* BEGIN DATA SUPPLIED *
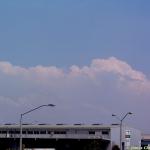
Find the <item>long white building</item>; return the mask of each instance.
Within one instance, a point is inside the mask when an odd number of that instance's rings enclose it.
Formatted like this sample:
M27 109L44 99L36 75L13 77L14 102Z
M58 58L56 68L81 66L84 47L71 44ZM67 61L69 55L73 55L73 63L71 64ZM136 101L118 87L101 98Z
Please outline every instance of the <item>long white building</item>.
M22 130L23 144L26 148L94 149L110 150L112 145L120 143L119 125L48 125L24 124ZM20 126L14 124L0 125L0 145L4 149L18 150ZM141 133L131 127L123 126L122 145L124 149L141 146Z

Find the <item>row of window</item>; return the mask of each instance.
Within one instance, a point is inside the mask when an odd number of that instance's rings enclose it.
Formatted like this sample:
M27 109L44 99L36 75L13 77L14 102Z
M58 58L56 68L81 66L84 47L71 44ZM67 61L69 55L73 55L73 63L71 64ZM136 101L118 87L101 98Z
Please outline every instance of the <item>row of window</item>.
* END DATA SUPPLIED *
# WORK INSTRUCTIONS:
Which lines in the entries above contain the word "long"? Extract each of those lines in full.

# THE REPLY:
Find the <item>long white building</item>; return the mask of each instance.
Please outline every instance of the <item>long white building</item>.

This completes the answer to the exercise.